» **Problem to work on**
In full and without deviation, write out the entries that follow.

» **Supplied entries**
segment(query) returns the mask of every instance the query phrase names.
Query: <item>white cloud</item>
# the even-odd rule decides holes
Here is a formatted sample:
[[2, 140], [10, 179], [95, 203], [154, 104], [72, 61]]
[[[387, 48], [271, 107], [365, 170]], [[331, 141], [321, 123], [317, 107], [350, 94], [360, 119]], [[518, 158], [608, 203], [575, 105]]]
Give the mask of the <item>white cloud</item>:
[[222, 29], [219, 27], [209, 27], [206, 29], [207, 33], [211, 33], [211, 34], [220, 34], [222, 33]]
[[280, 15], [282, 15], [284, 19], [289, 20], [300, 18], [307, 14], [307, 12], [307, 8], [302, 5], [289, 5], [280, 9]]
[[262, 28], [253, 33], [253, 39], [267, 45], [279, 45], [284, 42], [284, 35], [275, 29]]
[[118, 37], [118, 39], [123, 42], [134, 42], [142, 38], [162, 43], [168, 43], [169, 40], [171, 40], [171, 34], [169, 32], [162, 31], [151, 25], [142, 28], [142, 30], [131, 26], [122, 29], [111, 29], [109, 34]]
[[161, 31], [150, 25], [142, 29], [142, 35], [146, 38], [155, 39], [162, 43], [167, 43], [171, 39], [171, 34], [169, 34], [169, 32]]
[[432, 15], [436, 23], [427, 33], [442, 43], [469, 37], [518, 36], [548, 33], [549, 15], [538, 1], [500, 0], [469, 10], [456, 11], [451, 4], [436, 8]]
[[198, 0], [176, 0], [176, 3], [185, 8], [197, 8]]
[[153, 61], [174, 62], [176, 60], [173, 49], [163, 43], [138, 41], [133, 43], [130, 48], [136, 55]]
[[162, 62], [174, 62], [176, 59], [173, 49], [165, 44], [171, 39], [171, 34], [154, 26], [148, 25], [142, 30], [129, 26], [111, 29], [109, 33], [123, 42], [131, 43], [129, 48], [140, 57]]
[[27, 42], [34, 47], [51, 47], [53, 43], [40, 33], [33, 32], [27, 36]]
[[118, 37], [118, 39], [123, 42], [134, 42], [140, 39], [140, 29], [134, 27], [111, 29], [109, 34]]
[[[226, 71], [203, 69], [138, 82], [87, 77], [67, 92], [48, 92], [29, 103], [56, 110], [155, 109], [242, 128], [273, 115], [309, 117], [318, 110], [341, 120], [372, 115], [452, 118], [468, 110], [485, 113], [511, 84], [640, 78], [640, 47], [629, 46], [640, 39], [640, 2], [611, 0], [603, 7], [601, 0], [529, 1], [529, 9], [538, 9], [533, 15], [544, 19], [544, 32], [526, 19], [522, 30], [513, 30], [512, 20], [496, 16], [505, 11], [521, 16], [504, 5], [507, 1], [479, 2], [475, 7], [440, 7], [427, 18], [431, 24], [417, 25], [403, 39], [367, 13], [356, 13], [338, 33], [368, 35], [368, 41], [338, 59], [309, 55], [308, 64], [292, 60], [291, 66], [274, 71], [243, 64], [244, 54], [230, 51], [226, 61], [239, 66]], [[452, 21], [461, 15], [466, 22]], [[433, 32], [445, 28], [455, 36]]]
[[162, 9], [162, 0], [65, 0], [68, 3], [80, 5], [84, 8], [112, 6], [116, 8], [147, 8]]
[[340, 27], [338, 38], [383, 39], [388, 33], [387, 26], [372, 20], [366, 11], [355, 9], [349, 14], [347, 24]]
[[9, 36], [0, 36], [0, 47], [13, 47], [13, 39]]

» **Finished exercise**
segment(query) returns the mask of every instance the query phrase names.
Query: <item>white cloud</item>
# the even-odd rule decides holes
Here is a formatted sample:
[[2, 140], [10, 179], [95, 203], [154, 104], [72, 61]]
[[[387, 48], [271, 107], [365, 170]], [[331, 141], [321, 123], [317, 107], [350, 94], [360, 119]], [[518, 158], [608, 203], [575, 105]]]
Give the mask of the <item>white cloud</item>:
[[222, 29], [219, 27], [209, 27], [206, 29], [207, 33], [211, 33], [211, 34], [220, 34], [222, 33]]
[[280, 15], [282, 15], [284, 19], [289, 20], [300, 18], [307, 14], [307, 12], [307, 8], [302, 5], [289, 5], [280, 9]]
[[262, 28], [253, 33], [253, 39], [267, 45], [279, 45], [284, 42], [284, 35], [275, 29]]
[[118, 37], [118, 39], [123, 42], [134, 42], [142, 38], [162, 43], [168, 43], [169, 40], [171, 40], [171, 34], [169, 32], [162, 31], [151, 25], [142, 28], [142, 30], [131, 26], [122, 29], [111, 29], [109, 34]]
[[161, 31], [150, 25], [142, 29], [142, 35], [146, 38], [155, 39], [162, 43], [167, 43], [171, 39], [171, 34], [169, 34], [169, 32]]
[[432, 15], [436, 23], [427, 33], [442, 43], [469, 37], [518, 36], [548, 33], [549, 15], [538, 1], [500, 0], [469, 10], [456, 11], [451, 4], [436, 8]]
[[198, 0], [176, 0], [176, 3], [185, 8], [197, 8]]
[[153, 61], [174, 62], [176, 60], [173, 49], [163, 43], [138, 41], [133, 43], [130, 48], [136, 55]]
[[162, 62], [174, 62], [176, 59], [173, 49], [165, 44], [171, 39], [171, 34], [154, 26], [148, 25], [142, 30], [129, 26], [111, 29], [109, 33], [123, 42], [131, 43], [129, 48], [140, 57]]
[[27, 42], [34, 47], [51, 47], [53, 43], [40, 33], [33, 32], [27, 36]]
[[118, 37], [118, 39], [123, 42], [134, 42], [140, 39], [140, 29], [134, 27], [111, 29], [109, 34]]
[[[226, 71], [203, 69], [138, 82], [87, 77], [67, 92], [48, 92], [29, 103], [56, 110], [155, 109], [242, 128], [273, 115], [309, 117], [318, 110], [341, 120], [372, 115], [452, 118], [468, 110], [485, 113], [511, 84], [640, 78], [640, 47], [629, 46], [640, 39], [640, 2], [611, 0], [603, 7], [601, 0], [529, 1], [529, 9], [538, 9], [533, 15], [544, 19], [544, 32], [526, 19], [522, 30], [513, 30], [512, 20], [496, 16], [505, 11], [521, 16], [504, 5], [507, 1], [479, 2], [475, 7], [440, 7], [427, 18], [431, 24], [417, 25], [403, 39], [367, 13], [356, 13], [338, 33], [368, 35], [368, 41], [338, 59], [309, 55], [308, 64], [292, 60], [291, 66], [274, 71], [243, 64], [244, 54], [230, 51], [226, 61], [239, 66]], [[452, 21], [461, 15], [466, 22]], [[433, 32], [445, 28], [455, 36]]]
[[162, 9], [162, 0], [65, 0], [68, 3], [80, 5], [84, 8], [112, 6], [116, 8], [147, 8]]
[[340, 27], [338, 38], [383, 39], [388, 33], [387, 26], [372, 20], [366, 11], [355, 9], [349, 14], [347, 24]]
[[9, 36], [0, 36], [0, 47], [13, 47], [13, 39]]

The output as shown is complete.